AVAILABLE RECORDS:
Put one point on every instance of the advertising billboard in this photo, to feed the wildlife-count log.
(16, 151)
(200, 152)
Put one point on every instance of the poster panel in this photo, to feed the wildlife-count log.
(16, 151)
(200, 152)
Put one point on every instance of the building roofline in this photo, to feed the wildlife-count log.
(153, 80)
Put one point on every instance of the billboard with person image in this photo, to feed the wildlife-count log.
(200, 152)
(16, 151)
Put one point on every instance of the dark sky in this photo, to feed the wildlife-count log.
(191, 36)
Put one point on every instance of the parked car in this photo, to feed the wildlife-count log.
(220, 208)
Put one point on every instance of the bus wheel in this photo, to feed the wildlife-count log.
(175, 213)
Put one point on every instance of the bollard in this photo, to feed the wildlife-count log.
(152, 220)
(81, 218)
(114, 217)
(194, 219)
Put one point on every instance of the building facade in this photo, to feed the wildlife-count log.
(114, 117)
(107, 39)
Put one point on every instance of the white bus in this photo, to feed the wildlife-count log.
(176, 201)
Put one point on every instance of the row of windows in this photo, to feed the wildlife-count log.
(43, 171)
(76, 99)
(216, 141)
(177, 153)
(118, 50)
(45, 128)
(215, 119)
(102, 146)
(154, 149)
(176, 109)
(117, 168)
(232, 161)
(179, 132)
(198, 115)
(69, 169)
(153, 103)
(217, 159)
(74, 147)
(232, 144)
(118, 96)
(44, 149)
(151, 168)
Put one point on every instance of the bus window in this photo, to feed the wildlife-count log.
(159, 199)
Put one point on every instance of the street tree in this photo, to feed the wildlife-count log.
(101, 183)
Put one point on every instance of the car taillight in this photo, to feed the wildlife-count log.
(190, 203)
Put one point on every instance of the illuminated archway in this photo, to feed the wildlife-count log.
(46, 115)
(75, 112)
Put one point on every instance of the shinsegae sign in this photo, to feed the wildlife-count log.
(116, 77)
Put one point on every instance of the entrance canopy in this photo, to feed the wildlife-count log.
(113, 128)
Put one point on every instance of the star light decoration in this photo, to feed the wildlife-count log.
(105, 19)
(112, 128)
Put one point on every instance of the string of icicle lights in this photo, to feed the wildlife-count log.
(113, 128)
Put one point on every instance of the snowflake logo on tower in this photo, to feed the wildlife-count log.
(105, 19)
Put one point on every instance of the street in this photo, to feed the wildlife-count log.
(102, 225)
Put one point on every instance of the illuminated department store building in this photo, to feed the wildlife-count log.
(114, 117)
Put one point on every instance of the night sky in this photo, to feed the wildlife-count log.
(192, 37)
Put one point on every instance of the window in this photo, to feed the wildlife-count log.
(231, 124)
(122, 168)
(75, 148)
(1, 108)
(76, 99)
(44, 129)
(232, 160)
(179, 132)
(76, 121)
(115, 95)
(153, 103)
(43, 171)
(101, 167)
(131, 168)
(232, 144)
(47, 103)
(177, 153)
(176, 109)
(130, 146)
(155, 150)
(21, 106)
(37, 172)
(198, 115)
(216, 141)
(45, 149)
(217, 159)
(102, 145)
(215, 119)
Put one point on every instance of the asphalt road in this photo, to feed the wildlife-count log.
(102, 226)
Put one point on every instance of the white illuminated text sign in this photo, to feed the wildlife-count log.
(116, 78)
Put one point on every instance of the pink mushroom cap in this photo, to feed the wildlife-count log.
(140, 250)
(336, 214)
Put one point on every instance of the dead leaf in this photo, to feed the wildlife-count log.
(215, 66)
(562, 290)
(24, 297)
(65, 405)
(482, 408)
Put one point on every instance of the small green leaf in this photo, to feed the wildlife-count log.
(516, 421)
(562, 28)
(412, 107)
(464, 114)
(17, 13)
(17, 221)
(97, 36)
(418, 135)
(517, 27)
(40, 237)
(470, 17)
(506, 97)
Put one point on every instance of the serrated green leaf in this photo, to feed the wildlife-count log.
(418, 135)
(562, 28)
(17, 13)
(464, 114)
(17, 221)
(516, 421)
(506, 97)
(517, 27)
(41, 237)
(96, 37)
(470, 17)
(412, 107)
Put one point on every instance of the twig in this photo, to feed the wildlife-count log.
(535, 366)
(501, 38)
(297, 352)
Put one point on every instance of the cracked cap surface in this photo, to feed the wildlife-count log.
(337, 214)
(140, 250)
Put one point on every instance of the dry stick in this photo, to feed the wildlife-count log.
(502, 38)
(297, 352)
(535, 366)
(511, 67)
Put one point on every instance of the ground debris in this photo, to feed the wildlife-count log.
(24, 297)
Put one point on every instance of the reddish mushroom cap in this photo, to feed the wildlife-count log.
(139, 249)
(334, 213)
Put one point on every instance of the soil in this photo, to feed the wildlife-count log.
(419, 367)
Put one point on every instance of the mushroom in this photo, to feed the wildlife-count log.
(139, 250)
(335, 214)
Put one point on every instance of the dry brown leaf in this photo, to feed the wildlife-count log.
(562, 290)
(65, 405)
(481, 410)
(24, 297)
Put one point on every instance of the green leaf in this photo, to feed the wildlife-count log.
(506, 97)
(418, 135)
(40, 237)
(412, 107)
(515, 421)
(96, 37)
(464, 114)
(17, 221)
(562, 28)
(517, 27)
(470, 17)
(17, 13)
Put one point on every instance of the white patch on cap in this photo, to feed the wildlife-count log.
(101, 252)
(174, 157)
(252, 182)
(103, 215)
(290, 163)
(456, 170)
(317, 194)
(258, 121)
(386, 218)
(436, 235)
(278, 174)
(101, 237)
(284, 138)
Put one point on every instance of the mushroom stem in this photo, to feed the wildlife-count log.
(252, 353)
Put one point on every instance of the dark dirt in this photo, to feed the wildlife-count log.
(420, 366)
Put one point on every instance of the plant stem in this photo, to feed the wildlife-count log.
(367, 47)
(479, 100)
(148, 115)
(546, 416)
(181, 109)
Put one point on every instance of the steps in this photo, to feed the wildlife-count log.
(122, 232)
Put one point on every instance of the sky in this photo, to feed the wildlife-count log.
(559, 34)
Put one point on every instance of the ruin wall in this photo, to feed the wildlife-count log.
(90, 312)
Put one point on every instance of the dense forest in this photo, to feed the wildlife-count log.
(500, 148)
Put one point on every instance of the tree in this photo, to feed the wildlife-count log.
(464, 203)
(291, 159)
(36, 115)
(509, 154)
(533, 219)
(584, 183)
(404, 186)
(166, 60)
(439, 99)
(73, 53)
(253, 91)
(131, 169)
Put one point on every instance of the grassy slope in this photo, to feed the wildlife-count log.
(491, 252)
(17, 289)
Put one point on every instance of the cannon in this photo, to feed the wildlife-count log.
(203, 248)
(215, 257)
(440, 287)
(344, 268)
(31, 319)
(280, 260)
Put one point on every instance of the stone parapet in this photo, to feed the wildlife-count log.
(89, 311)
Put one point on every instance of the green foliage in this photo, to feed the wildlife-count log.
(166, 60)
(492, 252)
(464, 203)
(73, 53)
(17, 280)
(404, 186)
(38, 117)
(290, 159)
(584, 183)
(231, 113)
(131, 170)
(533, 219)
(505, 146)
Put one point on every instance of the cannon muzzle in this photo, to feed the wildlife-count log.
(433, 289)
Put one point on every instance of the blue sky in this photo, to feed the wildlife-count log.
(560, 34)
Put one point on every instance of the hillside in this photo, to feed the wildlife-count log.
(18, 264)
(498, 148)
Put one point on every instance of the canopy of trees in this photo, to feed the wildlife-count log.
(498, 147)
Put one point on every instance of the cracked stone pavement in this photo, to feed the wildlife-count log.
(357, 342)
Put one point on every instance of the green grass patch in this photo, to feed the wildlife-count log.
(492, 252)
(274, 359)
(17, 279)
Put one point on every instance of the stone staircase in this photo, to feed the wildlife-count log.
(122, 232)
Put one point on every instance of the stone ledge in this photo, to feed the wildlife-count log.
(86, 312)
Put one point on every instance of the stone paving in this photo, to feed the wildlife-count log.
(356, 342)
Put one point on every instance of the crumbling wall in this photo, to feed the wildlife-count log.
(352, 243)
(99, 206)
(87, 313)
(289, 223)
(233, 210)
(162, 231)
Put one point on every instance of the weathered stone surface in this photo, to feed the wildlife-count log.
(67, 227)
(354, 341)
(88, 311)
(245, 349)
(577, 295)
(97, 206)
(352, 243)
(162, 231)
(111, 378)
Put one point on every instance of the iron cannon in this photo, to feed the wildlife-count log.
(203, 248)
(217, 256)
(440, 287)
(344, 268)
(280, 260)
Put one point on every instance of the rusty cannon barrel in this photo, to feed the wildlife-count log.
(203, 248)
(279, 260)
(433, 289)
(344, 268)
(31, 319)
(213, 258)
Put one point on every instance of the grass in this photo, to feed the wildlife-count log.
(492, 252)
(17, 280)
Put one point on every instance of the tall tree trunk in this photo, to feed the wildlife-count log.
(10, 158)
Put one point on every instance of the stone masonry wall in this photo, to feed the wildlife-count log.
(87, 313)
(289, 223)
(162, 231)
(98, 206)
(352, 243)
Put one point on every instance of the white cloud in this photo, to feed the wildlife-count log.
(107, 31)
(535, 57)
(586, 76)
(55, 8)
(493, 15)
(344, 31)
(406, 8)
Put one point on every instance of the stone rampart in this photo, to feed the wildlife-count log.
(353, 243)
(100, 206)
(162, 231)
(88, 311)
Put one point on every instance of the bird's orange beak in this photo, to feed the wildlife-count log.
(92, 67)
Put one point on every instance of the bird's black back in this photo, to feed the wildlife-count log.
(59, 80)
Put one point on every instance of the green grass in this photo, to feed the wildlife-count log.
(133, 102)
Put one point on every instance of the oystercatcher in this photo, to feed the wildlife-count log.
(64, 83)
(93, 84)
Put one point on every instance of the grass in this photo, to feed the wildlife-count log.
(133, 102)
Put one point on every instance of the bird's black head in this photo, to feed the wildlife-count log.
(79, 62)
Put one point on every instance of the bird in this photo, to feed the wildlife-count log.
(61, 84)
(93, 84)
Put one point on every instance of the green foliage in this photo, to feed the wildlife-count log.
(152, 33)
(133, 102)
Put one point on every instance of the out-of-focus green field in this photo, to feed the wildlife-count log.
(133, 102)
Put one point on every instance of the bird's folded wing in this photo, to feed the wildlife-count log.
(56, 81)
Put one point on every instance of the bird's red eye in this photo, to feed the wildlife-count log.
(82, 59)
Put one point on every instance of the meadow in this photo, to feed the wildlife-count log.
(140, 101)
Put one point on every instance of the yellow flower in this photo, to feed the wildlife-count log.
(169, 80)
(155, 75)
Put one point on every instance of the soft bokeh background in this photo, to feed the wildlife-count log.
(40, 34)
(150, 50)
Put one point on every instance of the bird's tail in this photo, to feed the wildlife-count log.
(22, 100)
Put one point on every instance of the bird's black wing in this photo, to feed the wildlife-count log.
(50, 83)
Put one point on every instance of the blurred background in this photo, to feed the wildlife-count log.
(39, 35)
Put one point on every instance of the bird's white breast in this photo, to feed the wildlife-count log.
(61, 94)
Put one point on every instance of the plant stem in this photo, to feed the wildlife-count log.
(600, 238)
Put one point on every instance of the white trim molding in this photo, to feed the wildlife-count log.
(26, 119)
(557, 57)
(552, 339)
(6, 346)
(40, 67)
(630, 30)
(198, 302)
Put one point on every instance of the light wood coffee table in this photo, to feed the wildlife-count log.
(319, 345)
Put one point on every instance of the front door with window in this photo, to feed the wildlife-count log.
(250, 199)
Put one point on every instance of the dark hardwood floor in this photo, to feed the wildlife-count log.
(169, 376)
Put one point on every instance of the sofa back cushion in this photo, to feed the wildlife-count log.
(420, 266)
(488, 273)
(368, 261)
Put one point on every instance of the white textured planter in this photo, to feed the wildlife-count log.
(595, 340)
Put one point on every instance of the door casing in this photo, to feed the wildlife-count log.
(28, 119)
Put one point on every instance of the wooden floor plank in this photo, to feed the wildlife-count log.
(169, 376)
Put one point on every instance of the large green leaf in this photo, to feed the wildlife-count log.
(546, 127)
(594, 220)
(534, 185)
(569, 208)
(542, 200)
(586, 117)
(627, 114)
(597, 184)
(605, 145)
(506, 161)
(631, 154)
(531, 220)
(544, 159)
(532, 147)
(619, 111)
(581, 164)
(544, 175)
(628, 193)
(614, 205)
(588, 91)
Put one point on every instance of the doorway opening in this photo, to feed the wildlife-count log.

GIVEN EXERCISE: In the records above, locate the line that contains "Put one point on every instance of the white trim". Repeat it and every line after it, exactly, and nothing else.

WRITTEN SOLUTION:
Put one point on every instance of the white trim molding in this photo, to feed the wildlife-count log.
(26, 119)
(557, 57)
(552, 339)
(6, 346)
(40, 67)
(630, 30)
(198, 302)
Put one point on every instance of the light wood coffee table in this photo, to feed the wildlife-count log.
(319, 345)
Put one point on every instance of the front door with window in this photo, to feed the wildlife-count log.
(250, 199)
Put one point on every instance of the dark hardwood floor in this photo, to feed the wildlife-count log.
(169, 376)
Put one point on every instance of the sofa back cushion in this photo, to feed the wildlife-count log.
(420, 266)
(488, 273)
(368, 261)
Put one point on every instance of the white textured planter in this photo, to feed the wildlife-count log.
(595, 340)
Put one point on every instance of the door casing in this photo, to feed the wildlife-count log.
(28, 119)
Put one point on every instance of the wooden floor plank in this photo, to feed the wildlife-count log.
(169, 376)
Put one point on every instance of the large green leaf in this photo, to feed the wildlife-count log.
(546, 127)
(594, 220)
(534, 185)
(569, 208)
(542, 200)
(586, 117)
(627, 114)
(597, 184)
(605, 145)
(506, 161)
(631, 154)
(531, 220)
(544, 159)
(532, 147)
(619, 111)
(581, 164)
(544, 175)
(628, 193)
(614, 205)
(588, 91)
Put one point on every instance of the doorway opening in this photo, to feed the wildlife-count log.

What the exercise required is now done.